* start Information given *

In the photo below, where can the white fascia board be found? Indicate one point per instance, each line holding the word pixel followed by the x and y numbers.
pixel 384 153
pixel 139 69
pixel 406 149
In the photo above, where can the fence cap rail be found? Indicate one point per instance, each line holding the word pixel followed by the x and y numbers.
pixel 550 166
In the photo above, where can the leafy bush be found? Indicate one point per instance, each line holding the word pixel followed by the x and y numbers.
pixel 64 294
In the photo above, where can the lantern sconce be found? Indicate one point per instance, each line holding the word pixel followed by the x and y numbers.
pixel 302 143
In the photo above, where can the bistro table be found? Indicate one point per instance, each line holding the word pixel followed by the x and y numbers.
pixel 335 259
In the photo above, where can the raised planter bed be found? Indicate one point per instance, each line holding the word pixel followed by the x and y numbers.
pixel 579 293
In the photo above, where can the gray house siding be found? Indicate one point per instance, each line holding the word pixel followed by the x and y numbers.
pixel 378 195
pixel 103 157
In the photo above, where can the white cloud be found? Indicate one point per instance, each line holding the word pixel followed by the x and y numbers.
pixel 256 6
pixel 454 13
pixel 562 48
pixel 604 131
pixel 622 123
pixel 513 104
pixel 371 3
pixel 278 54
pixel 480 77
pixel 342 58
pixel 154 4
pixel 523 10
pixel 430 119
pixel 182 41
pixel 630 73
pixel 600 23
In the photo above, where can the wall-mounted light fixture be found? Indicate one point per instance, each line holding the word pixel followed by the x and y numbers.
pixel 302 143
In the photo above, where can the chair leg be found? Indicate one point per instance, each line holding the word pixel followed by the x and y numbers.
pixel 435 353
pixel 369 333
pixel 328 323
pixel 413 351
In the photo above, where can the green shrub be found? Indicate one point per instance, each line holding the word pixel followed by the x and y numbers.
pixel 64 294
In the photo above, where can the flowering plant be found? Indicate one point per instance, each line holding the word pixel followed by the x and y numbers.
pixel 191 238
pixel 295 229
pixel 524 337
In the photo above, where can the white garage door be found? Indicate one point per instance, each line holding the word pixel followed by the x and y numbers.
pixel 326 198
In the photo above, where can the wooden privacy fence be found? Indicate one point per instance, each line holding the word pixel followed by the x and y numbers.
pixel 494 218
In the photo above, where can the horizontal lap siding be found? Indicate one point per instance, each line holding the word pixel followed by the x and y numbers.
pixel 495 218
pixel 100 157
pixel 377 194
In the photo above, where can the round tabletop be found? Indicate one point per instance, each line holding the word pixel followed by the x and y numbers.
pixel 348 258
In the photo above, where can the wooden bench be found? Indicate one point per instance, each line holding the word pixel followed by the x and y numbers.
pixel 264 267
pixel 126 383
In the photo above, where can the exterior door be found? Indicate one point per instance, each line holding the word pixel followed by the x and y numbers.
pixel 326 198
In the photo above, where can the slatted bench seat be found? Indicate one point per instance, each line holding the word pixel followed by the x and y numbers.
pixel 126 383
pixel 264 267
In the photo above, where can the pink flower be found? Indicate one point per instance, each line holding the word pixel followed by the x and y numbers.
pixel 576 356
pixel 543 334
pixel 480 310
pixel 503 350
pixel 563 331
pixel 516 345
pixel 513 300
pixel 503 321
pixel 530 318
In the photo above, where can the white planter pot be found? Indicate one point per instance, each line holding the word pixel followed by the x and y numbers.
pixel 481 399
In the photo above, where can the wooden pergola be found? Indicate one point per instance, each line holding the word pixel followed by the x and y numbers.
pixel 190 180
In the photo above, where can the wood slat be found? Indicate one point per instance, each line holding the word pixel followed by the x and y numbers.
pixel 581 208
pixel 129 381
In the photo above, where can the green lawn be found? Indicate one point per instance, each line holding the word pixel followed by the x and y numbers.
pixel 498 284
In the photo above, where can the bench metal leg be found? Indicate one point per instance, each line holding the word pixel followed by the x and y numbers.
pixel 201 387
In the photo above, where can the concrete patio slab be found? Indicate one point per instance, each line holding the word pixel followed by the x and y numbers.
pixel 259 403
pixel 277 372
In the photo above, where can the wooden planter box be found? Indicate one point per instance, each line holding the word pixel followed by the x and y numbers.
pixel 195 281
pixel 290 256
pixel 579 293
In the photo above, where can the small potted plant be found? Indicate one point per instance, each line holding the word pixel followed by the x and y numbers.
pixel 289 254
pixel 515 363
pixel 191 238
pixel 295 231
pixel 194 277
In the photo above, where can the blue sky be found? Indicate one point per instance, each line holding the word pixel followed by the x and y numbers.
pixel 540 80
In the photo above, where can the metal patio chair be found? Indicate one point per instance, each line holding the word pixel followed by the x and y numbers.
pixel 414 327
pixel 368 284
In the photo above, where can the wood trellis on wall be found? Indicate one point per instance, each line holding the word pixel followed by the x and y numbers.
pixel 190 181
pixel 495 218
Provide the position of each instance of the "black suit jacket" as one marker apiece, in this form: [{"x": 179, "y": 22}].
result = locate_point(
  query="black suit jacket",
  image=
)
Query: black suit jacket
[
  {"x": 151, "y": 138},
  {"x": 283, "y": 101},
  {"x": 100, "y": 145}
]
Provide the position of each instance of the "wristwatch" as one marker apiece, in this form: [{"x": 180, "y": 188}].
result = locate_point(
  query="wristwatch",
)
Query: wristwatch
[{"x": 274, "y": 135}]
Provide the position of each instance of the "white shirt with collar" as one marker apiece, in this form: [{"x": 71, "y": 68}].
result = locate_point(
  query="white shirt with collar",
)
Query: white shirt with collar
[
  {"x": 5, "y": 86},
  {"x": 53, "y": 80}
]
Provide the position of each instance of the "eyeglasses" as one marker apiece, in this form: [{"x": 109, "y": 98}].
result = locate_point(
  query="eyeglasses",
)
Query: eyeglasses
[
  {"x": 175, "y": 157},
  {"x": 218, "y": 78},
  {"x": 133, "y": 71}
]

* end Information given *

Reproduce all of the rows above verbatim.

* _Reply to the exercise_
In the photo below, where can the white fascia board be found? Indicate one point per instance, each line holding the word pixel followed by the x and y numbers.
pixel 384 153
pixel 139 69
pixel 406 149
In the photo above, where can the fence cap rail be found? Indicate one point per instance, each line holding the word pixel followed by the x and y numbers.
pixel 550 166
In the photo above, where can the leafy bush be found? Indicate one point per instance, each line holding the word pixel followed by the x and y numbers.
pixel 64 294
In the photo above, where can the lantern sconce be found? Indicate one point per instance, each line holding the word pixel followed by the x and y numbers.
pixel 302 143
In the photo above, where can the bistro table be found? Indicate one point per instance, each line holding the word pixel followed by the x and y numbers.
pixel 335 259
In the photo above, where can the raised planter bed be found? Indicate one point per instance, each line holding the word pixel followed by the x and y numbers.
pixel 579 293
In the photo above, where can the gray house siding be found? Indicate one point per instance, each line holding the word pixel followed by the x and y numbers.
pixel 378 195
pixel 103 157
In the photo above, where can the white cloud be found? Indicate one point per instance, each line holding the word pixel followed by the x and y numbers.
pixel 256 6
pixel 454 13
pixel 562 48
pixel 604 131
pixel 622 123
pixel 513 104
pixel 371 3
pixel 278 54
pixel 480 77
pixel 342 58
pixel 154 4
pixel 523 10
pixel 430 119
pixel 182 41
pixel 630 73
pixel 600 23
In the photo above, where can the wall-mounted light fixture be found? Indicate one point per instance, each line holding the word pixel followed by the x and y numbers.
pixel 302 143
In the photo above, where can the chair leg be found? Indicate one point per instance, each line holding the word pixel followed by the x and y numbers.
pixel 435 353
pixel 369 333
pixel 328 323
pixel 413 351
In the photo above, where can the green shrub be found? Indicate one point per instance, each line holding the word pixel followed by the x and y numbers.
pixel 64 294
In the photo above, where can the flowering plant be found? Indicate one point per instance, each line holding the word pixel followed by the x and y numbers.
pixel 191 238
pixel 295 229
pixel 524 337
In the photo above, where can the white garage door be found? Indicate one point per instance, each line holding the word pixel followed by the x and y numbers.
pixel 326 198
In the photo above, where can the wooden privacy fence be found? Indicate one point per instance, each line holding the word pixel followed by the x and y numbers.
pixel 494 218
In the photo above, where can the horizontal lap siding be found? Indicate one point per instance, each line holding the word pixel followed by the x and y numbers.
pixel 495 218
pixel 100 157
pixel 377 194
In the photo above, where can the round tabletop be found? Indicate one point per instance, each line holding the word pixel followed by the x and y numbers.
pixel 348 258
In the photo above, where can the wooden bench be found? Indicate one point per instance, each line holding the word pixel followed by the x and y numbers.
pixel 264 267
pixel 126 383
In the photo above, where can the exterior door be found? Indicate one point per instance, each line holding the word pixel followed by the x and y numbers.
pixel 326 198
In the photo above, where can the slatted bench seat be found? Indicate one point per instance, each line holding the word pixel followed by the x and y numbers.
pixel 126 383
pixel 264 267
In the photo above, where can the pink flower be found? Indicate one point per instance, each line holding the word pixel followed by the x and y numbers.
pixel 576 356
pixel 543 334
pixel 480 310
pixel 503 350
pixel 563 331
pixel 516 345
pixel 513 300
pixel 503 321
pixel 530 318
In the photo above, where can the white planter pot be found? Indicate one point per instance, each line holding the word pixel followed by the x and y numbers.
pixel 481 399
In the photo above, where can the wooden pergola be found? Indicate one point per instance, each line holding the word pixel followed by the x and y numbers.
pixel 190 180
In the photo above, where can the wood slat be found? Indicate one point per instance, each line holding the word pixel followed by the x and y numbers.
pixel 581 208
pixel 129 381
In the photo above, where can the green lawn be found? Indicate one point per instance, each line holding the word pixel followed by the x and y numbers.
pixel 498 284
In the photo above, where can the bench metal leg be found? Indicate one point per instance, each line holding the word pixel followed by the x and y numbers.
pixel 201 387
In the photo above, where can the concrete patio slab be found? Indicate one point per instance, each line holding the word pixel followed by the x and y numbers.
pixel 259 403
pixel 277 372
In the photo above, where can the wooden planter box be found? Indicate one point per instance, each line holding the word pixel followed by the x and y numbers.
pixel 195 281
pixel 290 256
pixel 579 293
In the photo above, where can the small potted plant be found? Indicate one point per instance, each line holding the word pixel followed by the x and y numbers.
pixel 289 254
pixel 515 363
pixel 191 238
pixel 295 231
pixel 194 277
In the photo above, where can the blue sky be found? Indicate one point per instance, each line holding the word pixel followed by the x and y numbers.
pixel 540 80
In the photo above, where can the metal patio chair be found? Indicate one point per instance, each line holding the word pixel followed by the x and y numbers.
pixel 414 327
pixel 368 284
In the photo above, where can the wood trellis on wall be found? Indicate one point per instance, each line holding the word pixel followed by the x and y numbers.
pixel 190 181
pixel 495 218
Provide the position of each instance of the "black suit jacket" as one marker apiece, in this form: [{"x": 179, "y": 22}].
result = locate_point(
  query="black suit jacket",
  image=
)
Query: black suit jacket
[
  {"x": 151, "y": 138},
  {"x": 283, "y": 101},
  {"x": 100, "y": 145}
]
Provide the position of each instance of the "wristwatch" as one marker apiece, in this form: [{"x": 180, "y": 188}].
result = locate_point(
  query="wristwatch",
)
Query: wristwatch
[{"x": 274, "y": 135}]
Provide the position of each instance of the "white shirt with collar" as one marker apiece, in this form: [{"x": 71, "y": 68}].
result = locate_point(
  query="white shirt with collar",
)
Query: white shirt with collar
[
  {"x": 5, "y": 86},
  {"x": 53, "y": 80}
]
Provide the position of each instance of the "eyeglasses" as one marker apiece, in this form: [{"x": 109, "y": 98}].
result = locate_point(
  query="eyeglasses",
)
Query: eyeglasses
[
  {"x": 175, "y": 157},
  {"x": 218, "y": 78},
  {"x": 133, "y": 71}
]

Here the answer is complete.